TASK TO COMPLETE
Extend the notes below on the bias and variance of ridge regression, starting right after their final line.

QUOTED TEXT
Bias and variance of Ridge regression

  • The variance of the ridge estimator is

\[ V(\hat\beta) = \sigma^2 \mathbf{W} \mathbf{X}^T \mathbf{X} \mathbf{W} \quad \text{where} \quad \mathbf{W} = (\mathbf{X}^T \mathbf{X} + \lambda \mathbf{I})^{-1} \]

  • The expectation of the ridge estimator is

\[ E(\hat\beta) = \mathbf{W} \mathbf{X}^T \mathbf{X} \beta \]

  • The bias of the ridge estimator is

\[ \text{bias}(\hat\beta) = (\mathbf{W} \mathbf{X}^T \mathbf{X} - \mathbf{I}) \beta = -\lambda \mathbf{W} \beta \]

  • This follows because

\[ \mathbf{W} (\mathbf{X}^T \mathbf{X} + \lambda \mathbf{I}) = \mathbf{I} \implies \mathbf{W} \mathbf{X}^T \mathbf{X} - \mathbf{I} = \lambda \mathbf{W} \]

Bias and variance of Ridge regression

  • It can be shown that

    • the total variance \(\sum_j V(\hat{\beta}_j)\) is monotone decreasing w.r.t. \(\lambda\)

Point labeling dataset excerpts
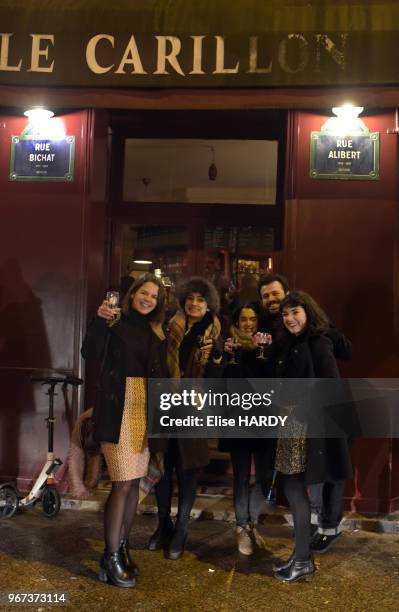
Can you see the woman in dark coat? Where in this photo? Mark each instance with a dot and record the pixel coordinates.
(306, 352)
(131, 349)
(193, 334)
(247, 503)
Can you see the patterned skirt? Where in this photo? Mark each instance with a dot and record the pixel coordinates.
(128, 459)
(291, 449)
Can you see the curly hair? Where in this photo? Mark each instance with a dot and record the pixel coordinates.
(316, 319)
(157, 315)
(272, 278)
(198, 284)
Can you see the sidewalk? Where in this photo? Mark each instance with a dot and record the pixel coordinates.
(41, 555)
* * *
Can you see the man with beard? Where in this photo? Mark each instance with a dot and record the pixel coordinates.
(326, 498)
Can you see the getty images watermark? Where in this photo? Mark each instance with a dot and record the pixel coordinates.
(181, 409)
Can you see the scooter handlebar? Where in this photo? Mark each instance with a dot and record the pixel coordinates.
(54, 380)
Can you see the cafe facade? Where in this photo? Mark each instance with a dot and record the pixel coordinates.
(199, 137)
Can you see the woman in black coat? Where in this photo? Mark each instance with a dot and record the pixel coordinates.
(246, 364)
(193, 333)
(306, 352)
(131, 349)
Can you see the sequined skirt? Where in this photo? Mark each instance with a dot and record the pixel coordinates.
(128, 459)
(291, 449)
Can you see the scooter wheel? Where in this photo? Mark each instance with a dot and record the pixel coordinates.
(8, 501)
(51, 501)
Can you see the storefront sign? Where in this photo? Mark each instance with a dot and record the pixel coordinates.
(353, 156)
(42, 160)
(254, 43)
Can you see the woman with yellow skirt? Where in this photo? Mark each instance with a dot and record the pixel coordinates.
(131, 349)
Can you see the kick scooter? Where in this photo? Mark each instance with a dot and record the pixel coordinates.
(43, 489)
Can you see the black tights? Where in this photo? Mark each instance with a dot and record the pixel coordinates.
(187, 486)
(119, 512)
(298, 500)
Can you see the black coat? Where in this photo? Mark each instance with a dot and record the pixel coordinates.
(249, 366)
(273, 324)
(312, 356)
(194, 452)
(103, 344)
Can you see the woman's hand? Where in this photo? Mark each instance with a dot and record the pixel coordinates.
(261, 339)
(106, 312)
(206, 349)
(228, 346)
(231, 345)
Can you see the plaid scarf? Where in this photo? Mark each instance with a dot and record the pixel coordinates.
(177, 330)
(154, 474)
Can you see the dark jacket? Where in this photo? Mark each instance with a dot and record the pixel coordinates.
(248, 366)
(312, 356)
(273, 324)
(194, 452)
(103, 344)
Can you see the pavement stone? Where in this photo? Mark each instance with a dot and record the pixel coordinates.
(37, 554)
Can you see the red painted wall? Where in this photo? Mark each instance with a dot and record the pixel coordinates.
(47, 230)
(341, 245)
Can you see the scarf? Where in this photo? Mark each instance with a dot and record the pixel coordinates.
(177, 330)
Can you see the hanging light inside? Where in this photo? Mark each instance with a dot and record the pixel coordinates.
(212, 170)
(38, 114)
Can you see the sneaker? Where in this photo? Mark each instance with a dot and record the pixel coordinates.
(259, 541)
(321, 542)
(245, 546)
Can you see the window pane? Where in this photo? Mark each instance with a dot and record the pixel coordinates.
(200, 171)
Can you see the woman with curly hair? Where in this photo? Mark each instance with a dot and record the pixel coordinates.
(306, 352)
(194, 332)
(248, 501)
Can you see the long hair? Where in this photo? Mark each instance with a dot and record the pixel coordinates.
---
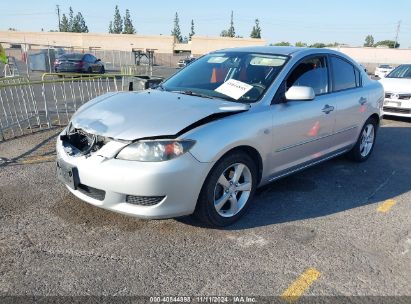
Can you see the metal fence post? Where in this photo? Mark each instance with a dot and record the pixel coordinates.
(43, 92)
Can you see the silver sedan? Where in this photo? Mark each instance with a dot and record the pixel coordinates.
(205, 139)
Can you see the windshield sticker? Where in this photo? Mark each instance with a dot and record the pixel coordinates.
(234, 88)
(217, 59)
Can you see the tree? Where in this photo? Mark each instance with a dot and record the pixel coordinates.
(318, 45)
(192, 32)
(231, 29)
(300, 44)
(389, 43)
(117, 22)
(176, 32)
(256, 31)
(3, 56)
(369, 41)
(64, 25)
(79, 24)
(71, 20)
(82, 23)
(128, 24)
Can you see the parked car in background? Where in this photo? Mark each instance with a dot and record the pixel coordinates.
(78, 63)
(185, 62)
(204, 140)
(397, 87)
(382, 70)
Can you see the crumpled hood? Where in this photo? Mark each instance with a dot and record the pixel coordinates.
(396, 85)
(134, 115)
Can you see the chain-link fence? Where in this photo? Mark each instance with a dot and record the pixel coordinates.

TASK OUTPUT
    • the total squared bias \(\sum_j \text{bias}^2(\hat{\beta}_j)\) is monotone increasing w.r.t. \(\lambda\)

  • It can also be shown that there exists some \(\lambda\) for which the total MSE of \(\hat{\beta}\) is less than the MSE of \(\hat{\beta}_{OLS}\)

  • This is a surprising result that is an instance of a more general phenomenon in decision theory

  • Note however that the total MSE has no useful interpretation for the overall fit

  • We still need to address the problem of choosing \(\lambda\)

  • Before doing so, let us consider a related (but much more interesting) estimator called LASSO

LASSO

  • LASSO stands for “Least Absolute Shrinkage and Selection Operator”

  • The LASSO estimator is given by solving a penalized regression with a \(L_1\) penalty (rather than \(L_2\))

\[ \hat\beta = \arg \min_{\beta} \quad \frac{1}{2} \sum_{i=1}^n (y_i - \mathbf{x}_i^T \beta)^2 + \lambda \sum_{j=1}^p \lvert \beta_j \rvert \]

  • This corresponds to an i.i.d. double exponential prior on each \(\beta_j\)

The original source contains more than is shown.